*Défi A*:
Dans l'extrait sur l'amour, remplacez « servitude » par « soumission », puis recopiez le passage qui commence à « Jean-Paul Sartre réflexions » et se termine à « aux autres . ».
*Défi B*:
Poursuivez l'extrait sur l'amour après sa dernière phrase.

*Extrait du document*:
Jean-Paul Sartre réflexions sur la question juive (1943)
2.3 Et l’amour ? Ne nous permet-il pas d’échapper à une relation de maîtrise et de servitude avec autrui sans tomber dans l’aliénation ? Il n’en est rien et loin d’instaurer une rapport privilégié à autrui n’est-il qu’un cas grossissant de ce schéma et révèle les difficultés dans notre rapport aux autres .
:
Quel est le projet de l’amour ?
1 Nous ne voulons pas posséder un corps, nous voulons un esprit !
Si nous pouvions nous contenter de la possession du corps, on assimilerait le désir amoureux au besoin sexuel, le résultat limiterait fort la production littéraire ! Et, à, la limite le viol serait la finalité nécessaire et suffisante du projet de l'amour.
L'amour ne se contente pas du corps: " On n'aime pas une folle, sinon en tant qu'on l'a aimée avant sa folie" .
Lisons SARTRE :
« Cette notion de « propriété » par quoi on explique si souvent l’amour ne saurait être première, en effet. Pourquoi voudrai-je m’approprier autrui si ce n’est si ce n’était justement en tant qu’Autrui me fait être ? Mais cela implique justement un certain mode d’appropriation : c’est de la liberté de l’autre en tant que telle que nous voulons nous emparer. Et non par volonté de puissance : le tyran se moque de l’amour ; il se contente de la peur. S’il recherche l’amour de ses sujets c’est par politique et s’il trouve un moyen plus économique de les asservir, il l’adopte aussitôt. »

*Données recueillies*:
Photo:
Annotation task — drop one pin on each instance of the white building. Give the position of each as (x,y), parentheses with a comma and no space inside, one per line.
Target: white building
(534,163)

*Résultat A*:
Jean-Paul Sartre réflexions sur la question juive (1943)
2.3 Et l’amour ? Ne nous permet-il pas d’échapper à une relation de maîtrise et de soumission avec autrui sans tomber dans l’aliénation ? Il n’en est rien et loin d’instaurer une rapport privilégié à autrui n’est-il qu’un cas grossissant de ce schéma et révèle les difficultés dans notre rapport aux autres .

*Résultat B*:
Désirer en effet c’est potentiellement nier, absorber en soi car le désir est souvent défini comme manque . Je désire mettre fin à ce manque . Mais si je crois mettre fin à ce manque en m’emparant d’autrui comme d’une chose, et notamment au travers de son corps, je suis déçue .
Je ne peux donc le désirer que si je ne le nie pas comme conscience ou comme liberté.
Toute la signification mais aussi toute la difficulté de l’amour viennent de là !
Nous ne voulons pas qu’autrui nous offre son corps mais qu’il nous reconnaisse dans notre amour. Autrement dit nous voulons être aimé en retour . Aimer c’est vouloir être aimé parce qu’autrui nous fait être , il nous donne notre identité, il semble même justifier mon existence .Si on m’aime, c’est que je suis , tel est le cogito amoureux !
2 Mais nous ne voulons pas posséder un esprit comme on possède une chose !
Nous voulons capturer une liberté comme liberté !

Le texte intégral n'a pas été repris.